*Task to complete:*
Your task is to return the line containing "TARGET = woven belt" plus every line after it, exactly and with nothing added.

*Supplied entries:*
begin
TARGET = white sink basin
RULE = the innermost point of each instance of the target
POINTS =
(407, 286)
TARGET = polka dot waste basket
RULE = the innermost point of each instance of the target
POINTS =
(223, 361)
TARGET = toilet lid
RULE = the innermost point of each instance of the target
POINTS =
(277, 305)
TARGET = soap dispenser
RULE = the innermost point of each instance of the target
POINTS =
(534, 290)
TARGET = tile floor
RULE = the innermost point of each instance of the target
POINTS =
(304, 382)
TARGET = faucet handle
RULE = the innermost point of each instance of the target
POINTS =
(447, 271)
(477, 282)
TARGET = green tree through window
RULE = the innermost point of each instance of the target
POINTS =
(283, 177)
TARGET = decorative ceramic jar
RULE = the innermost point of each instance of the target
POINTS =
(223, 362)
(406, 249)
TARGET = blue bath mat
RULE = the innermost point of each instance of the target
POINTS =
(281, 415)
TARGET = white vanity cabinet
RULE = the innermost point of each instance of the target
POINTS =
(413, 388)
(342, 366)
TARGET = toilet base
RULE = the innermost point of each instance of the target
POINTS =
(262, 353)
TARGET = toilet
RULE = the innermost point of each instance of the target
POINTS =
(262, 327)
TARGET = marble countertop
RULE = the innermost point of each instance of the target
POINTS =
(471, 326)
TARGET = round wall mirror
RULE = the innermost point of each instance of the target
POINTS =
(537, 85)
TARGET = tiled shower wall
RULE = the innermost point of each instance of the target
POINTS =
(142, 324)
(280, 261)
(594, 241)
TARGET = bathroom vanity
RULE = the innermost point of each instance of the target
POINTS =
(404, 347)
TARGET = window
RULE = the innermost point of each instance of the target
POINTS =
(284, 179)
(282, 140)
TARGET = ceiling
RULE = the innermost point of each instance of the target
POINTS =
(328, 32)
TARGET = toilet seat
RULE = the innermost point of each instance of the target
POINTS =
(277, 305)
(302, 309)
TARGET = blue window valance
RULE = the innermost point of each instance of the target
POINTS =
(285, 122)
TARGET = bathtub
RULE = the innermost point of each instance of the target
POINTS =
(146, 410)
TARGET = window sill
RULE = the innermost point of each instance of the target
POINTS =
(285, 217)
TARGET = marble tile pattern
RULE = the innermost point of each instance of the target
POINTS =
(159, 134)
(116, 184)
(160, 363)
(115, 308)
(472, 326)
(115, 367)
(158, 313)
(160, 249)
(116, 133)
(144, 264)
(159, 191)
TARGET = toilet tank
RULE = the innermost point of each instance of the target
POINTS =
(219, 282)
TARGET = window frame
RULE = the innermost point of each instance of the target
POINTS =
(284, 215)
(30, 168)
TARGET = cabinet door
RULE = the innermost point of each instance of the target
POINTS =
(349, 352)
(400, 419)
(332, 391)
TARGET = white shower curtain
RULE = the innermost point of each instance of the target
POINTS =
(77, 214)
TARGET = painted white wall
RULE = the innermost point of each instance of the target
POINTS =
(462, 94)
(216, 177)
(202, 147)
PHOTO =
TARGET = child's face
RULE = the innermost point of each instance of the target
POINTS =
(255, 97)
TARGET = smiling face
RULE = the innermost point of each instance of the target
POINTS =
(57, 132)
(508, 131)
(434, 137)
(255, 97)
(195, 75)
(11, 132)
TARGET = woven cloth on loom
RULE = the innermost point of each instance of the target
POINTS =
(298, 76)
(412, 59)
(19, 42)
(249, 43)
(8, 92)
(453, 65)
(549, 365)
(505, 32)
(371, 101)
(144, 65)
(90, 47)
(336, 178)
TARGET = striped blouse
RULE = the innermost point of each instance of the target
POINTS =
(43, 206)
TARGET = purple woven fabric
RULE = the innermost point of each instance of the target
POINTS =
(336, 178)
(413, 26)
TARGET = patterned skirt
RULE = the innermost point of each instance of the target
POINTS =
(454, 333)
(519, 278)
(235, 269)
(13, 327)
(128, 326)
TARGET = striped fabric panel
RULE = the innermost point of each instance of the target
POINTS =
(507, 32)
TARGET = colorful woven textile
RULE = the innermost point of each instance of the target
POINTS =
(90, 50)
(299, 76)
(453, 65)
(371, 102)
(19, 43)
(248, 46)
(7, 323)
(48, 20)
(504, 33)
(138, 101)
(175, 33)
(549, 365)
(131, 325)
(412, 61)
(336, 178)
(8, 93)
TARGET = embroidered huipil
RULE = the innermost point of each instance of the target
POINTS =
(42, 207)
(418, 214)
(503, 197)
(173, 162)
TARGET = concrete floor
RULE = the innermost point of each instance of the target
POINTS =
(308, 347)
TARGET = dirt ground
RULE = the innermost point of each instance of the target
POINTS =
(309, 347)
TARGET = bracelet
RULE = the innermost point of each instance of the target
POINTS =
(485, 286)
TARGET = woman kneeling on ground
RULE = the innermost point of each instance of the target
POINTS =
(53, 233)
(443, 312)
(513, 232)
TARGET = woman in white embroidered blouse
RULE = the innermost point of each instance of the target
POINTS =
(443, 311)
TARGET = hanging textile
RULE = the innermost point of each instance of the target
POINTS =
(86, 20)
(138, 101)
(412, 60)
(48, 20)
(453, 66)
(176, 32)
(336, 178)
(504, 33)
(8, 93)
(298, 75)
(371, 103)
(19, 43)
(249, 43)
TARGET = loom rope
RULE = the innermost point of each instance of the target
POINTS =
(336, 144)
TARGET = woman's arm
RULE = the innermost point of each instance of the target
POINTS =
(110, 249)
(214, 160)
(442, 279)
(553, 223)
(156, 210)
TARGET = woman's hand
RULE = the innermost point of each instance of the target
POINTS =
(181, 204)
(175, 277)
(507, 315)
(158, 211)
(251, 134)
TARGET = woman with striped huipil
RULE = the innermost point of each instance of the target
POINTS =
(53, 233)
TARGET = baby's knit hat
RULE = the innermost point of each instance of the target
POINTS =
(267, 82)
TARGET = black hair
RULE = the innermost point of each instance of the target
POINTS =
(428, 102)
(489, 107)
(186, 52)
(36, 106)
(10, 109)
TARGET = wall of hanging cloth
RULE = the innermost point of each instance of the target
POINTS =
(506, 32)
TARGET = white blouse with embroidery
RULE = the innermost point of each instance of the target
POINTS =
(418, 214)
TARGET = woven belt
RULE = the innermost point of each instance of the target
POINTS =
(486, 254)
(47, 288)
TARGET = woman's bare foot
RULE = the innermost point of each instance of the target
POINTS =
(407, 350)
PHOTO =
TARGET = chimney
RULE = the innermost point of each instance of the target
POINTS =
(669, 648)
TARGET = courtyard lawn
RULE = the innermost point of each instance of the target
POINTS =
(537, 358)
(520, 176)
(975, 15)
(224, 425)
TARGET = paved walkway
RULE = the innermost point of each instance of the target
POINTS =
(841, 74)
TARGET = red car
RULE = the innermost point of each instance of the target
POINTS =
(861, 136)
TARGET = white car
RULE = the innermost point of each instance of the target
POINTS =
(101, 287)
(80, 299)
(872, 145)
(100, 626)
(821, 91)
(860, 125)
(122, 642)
end
*Exercise output:*
TARGET = woven belt
RULE = the innermost point of each instance of the target
POINTS =
(486, 254)
(47, 288)
TARGET = woman's bare foot
RULE = the innermost point of each instance of the target
POINTS =
(407, 350)
PHOTO =
TARGET = chimney
RULE = the innermost point of each instance of the target
POINTS =
(669, 648)
TARGET = courtyard lawn
RULE = the innermost point of each instance of the target
POINTS =
(537, 358)
(520, 176)
(975, 15)
(224, 425)
TARGET = paved walkway
RULE = the innermost point of each instance of the target
POINTS =
(841, 74)
TARGET = red car
RULE = the innermost point of each instance of the target
POINTS =
(861, 136)
TARGET = white car
RULE = the innermost point of each instance of the target
POINTS =
(101, 287)
(80, 299)
(872, 145)
(100, 626)
(821, 91)
(860, 125)
(122, 642)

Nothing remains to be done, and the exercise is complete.